Given entries.
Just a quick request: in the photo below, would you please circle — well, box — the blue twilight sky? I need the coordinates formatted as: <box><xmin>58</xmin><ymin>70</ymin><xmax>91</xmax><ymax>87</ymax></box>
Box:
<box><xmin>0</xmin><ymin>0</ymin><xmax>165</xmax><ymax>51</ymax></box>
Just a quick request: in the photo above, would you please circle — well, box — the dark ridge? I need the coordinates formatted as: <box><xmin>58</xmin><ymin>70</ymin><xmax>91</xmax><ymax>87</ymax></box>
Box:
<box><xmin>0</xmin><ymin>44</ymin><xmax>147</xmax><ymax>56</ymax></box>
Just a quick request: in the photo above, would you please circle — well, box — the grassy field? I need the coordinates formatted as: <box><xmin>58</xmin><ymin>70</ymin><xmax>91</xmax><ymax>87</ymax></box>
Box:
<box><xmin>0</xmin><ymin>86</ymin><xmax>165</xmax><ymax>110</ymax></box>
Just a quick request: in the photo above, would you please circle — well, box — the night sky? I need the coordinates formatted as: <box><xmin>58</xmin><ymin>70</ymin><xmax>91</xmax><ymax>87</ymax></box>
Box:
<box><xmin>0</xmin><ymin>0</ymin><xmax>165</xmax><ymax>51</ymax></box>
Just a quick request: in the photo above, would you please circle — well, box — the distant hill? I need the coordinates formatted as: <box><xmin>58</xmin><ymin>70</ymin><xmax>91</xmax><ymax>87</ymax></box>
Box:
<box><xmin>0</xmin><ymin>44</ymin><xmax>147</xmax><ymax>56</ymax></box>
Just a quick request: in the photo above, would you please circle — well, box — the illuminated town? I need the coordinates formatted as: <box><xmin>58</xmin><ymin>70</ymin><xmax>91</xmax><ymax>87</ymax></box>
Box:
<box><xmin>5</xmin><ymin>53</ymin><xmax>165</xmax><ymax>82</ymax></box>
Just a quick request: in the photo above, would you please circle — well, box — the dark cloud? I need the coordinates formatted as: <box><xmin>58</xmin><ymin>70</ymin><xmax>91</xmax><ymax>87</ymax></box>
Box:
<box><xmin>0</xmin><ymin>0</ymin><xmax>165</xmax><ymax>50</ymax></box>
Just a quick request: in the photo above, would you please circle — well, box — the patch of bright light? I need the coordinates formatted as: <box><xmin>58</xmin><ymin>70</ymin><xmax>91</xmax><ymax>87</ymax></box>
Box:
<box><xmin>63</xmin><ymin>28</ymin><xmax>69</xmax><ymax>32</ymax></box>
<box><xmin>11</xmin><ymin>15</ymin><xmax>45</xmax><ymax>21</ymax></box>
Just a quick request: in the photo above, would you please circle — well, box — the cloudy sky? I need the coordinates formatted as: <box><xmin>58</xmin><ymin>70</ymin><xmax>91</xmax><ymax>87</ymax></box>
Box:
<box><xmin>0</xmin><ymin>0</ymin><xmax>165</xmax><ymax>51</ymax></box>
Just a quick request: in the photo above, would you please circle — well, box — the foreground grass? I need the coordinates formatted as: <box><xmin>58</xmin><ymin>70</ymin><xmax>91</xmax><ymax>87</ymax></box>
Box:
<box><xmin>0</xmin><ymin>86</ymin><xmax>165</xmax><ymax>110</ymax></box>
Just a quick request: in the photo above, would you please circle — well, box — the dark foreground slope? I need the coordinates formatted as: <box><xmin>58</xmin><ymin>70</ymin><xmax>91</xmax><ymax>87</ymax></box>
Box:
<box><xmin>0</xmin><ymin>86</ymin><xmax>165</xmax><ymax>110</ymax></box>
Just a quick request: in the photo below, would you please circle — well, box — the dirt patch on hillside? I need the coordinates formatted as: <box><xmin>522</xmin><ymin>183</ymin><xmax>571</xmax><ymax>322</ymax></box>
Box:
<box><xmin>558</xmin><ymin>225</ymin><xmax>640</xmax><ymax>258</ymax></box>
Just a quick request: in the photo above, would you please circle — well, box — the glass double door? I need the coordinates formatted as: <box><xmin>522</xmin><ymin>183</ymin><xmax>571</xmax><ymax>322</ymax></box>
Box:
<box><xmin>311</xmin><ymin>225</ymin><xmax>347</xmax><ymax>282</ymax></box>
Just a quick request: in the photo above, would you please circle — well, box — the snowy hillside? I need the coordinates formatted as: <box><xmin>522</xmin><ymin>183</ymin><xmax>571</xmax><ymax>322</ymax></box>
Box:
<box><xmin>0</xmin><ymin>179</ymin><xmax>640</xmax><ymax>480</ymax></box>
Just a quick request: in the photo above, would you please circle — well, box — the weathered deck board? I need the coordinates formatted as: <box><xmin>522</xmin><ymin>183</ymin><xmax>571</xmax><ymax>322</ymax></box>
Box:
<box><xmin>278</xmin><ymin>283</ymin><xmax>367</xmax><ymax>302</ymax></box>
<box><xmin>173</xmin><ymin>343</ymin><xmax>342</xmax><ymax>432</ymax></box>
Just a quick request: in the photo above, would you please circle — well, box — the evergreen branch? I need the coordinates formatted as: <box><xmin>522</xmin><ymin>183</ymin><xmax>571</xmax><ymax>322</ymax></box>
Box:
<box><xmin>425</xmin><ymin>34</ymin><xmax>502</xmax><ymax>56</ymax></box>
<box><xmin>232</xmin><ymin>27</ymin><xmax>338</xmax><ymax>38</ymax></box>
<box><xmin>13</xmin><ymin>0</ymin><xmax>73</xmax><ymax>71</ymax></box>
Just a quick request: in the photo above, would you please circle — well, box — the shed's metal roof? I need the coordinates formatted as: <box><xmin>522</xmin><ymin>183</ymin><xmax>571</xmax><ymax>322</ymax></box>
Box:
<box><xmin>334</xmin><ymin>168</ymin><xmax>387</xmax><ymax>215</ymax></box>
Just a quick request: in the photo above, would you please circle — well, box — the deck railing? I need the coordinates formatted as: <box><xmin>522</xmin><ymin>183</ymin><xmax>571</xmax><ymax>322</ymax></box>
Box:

Short problem. Collect every line in the listing that contains the word "hillside", treating uppercase and lowercase as different.

Task answer.
Just a quick request: in the photo below, would you please circle — well, box — the dirt patch on hillside? I need the coordinates formatted as: <box><xmin>522</xmin><ymin>183</ymin><xmax>571</xmax><ymax>322</ymax></box>
Just a quick request: in the photo above, would you please circle — well, box — the snowy hillside? I need the coordinates formatted as: <box><xmin>522</xmin><ymin>183</ymin><xmax>571</xmax><ymax>322</ymax></box>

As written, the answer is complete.